The following steps assume that the pulse tube is running and system has cooled to 4 K. These preliminary steps are controlled and reported by the MUSCAT Cryogenics Control and Logging Software but are note detailed here.

  1. Start with all HSs CC*He**HSVOn
  2. Set CC4 A HS heater CC4He4AHSVOff, go to 2
  3. Set CC7 A He3 and He4 HS heaters to CC7He3AHSVOff and CC7He4AHSVOff, go to 3
  4. if CC4 He4A HS is < CC4HSOffBelow go to 4; else go to 3
  5. Apply CC4He4APumpVHeat to CC4 He4 A pump heater, go to 5
  6. if CC7 He4 A HS AND CC7 He3 A HS < CC7HSOffBelow go to 6, else go to 5
  7. Apply CC7He4APumpVHeat to CC7 He4 A pump heater, apply CC7He3ASoftStartV to CC7 He3 A pump heater, go to 7
  8. if CC7 He4 A pump > CC7He4APumpSetT go to 8 (once only); if CC4 He4 A pump > CC4He4APumpSetT go to 9 (once only); if CC7 He4 A pump > CC7He4APumpSetT AND CC4 He4 A pump > CC4He4APumpSetT go to 10; else go to 7
  9. Apply CC7He4APumpVHold to CC7 He4 A pump heater, go to 7
  10. Apply CC4He4APumpVHold to CC4 He4 A pump heater, go to 7
  11. Apply CC7He3APumpVHeat to CC7 He3 A pump heater, go to 11
  12. if CC7 He3 A pump > CC7He3APumpSetT go to 12; else go to 11
  13. Apply CC7He3APumpVHold, go to 13
  14. if CC7 He4 A head < CC7He4CondTemp go to 14; else go to 13
  15. wait CC7He4CondTime then go to 15.

Set task >> Quote the whole cooldown procedure above, word for word.

Source records:
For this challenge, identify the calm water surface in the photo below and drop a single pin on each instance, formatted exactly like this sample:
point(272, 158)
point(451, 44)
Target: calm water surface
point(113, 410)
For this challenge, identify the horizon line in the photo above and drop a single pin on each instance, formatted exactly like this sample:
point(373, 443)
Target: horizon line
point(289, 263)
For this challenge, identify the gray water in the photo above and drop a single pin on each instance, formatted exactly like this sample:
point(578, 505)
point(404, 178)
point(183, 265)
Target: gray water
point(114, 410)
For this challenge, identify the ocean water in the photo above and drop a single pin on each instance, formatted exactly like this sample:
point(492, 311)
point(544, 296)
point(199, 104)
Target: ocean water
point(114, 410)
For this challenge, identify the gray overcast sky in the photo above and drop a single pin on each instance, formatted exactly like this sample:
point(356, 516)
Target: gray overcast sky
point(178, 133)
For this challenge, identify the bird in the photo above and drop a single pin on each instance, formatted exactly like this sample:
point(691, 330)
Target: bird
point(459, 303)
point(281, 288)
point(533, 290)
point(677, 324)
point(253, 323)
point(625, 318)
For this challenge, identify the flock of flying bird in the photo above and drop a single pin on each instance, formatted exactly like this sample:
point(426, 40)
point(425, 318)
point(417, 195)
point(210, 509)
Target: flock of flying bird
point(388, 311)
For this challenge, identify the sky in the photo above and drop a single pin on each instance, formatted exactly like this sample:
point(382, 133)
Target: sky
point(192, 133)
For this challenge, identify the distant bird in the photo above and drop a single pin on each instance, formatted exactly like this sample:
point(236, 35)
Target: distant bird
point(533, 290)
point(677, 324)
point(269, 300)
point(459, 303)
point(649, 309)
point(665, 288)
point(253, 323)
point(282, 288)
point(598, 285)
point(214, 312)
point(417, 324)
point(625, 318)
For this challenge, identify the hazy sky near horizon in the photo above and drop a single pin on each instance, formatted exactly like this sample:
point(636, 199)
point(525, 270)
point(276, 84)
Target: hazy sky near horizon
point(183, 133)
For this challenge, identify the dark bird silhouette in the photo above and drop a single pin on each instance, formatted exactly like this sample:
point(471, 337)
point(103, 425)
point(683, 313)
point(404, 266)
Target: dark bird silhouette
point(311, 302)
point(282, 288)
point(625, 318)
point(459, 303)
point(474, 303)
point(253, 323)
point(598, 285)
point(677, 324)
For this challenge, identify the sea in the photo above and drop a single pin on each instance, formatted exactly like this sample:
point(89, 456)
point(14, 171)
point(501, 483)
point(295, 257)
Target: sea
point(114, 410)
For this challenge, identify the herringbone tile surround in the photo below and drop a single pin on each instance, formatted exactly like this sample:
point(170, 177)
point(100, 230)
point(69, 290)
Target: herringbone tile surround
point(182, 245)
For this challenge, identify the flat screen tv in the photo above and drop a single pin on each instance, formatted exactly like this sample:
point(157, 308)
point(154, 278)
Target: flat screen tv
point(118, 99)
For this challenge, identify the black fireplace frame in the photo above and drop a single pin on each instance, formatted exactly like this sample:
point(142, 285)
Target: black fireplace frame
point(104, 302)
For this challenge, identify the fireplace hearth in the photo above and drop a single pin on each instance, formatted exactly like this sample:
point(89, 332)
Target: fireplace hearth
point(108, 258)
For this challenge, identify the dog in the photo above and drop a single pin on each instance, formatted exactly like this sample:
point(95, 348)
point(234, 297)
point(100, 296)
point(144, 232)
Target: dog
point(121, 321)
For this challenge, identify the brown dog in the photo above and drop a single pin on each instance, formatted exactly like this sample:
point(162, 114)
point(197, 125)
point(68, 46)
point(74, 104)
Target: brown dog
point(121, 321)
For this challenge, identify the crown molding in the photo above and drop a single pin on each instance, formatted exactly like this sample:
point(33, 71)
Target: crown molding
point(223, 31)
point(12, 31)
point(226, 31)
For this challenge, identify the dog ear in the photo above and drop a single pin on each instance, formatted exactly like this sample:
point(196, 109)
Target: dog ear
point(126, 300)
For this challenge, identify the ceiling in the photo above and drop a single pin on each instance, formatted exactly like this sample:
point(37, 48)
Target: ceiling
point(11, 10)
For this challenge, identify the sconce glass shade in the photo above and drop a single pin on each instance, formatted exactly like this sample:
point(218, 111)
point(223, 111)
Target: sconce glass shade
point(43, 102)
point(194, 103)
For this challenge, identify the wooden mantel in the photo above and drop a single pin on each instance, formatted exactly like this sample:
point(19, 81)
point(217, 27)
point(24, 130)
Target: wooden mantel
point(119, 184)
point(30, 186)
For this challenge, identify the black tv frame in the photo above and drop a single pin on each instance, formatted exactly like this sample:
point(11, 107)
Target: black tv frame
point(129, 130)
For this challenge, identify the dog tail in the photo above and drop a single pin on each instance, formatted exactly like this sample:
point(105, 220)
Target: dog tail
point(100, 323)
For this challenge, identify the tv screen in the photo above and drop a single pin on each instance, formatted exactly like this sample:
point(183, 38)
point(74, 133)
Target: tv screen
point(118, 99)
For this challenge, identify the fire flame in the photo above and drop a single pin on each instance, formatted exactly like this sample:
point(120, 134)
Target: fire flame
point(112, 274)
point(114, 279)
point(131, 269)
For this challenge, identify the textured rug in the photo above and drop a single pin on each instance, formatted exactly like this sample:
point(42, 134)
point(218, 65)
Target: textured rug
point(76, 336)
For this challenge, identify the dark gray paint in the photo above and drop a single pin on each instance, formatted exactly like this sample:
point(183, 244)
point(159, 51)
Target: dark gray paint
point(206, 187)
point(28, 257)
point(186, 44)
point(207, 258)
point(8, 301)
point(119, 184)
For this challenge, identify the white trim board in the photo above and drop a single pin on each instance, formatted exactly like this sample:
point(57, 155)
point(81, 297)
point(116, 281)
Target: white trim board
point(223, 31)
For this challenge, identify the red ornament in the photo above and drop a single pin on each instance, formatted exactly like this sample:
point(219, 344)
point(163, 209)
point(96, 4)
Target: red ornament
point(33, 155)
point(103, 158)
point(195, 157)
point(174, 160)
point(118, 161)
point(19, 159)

Exercise response >>
The following steps assume that the pulse tube is running and system has cooled to 4 K. These preliminary steps are controlled and reported by the MUSCAT Cryogenics Control and Logging Software but are note detailed here.

  1. Start with all HSs CC*He**HSVOn
  2. Set CC4 A HS heater CC4He4AHSVOff, go to 2
  3. Set CC7 A He3 and He4 HS heaters to CC7He3AHSVOff and CC7He4AHSVOff, go to 3
  4. if CC4 He4A HS is < CC4HSOffBelow go to 4; else go to 3
  5. Apply CC4He4APumpVHeat to CC4 He4 A pump heater, go to 5
  6. if CC7 He4 A HS AND CC7 He3 A HS < CC7HSOffBelow go to 6, else go to 5
  7. Apply CC7He4APumpVHeat to CC7 He4 A pump heater, apply CC7He3ASoftStartV to CC7 He3 A pump heater, go to 7
  8. if CC7 He4 A pump > CC7He4APumpSetT go to 8 (once only); if CC4 He4 A pump > CC4He4APumpSetT go to 9 (once only); if CC7 He4 A pump > CC7He4APumpSetT AND CC4 He4 A pump > CC4He4APumpSetT go to 10; else go to 7
  9. Apply CC7He4APumpVHold to CC7 He4 A pump heater, go to 7
  10. Apply CC4He4APumpVHold to CC4 He4 A pump heater, go to 7
  11. Apply CC7He3APumpVHeat to CC7 He3 A pump heater, go to 11
  12. if CC7 He3 A pump > CC7He3APumpSetT go to 12; else go to 11
  13. Apply CC7He3APumpVHold, go to 13
  14. if CC7 He4 A head < CC7He4CondTemp go to 14; else go to 13
  15. wait CC7He4CondTime then go to 15.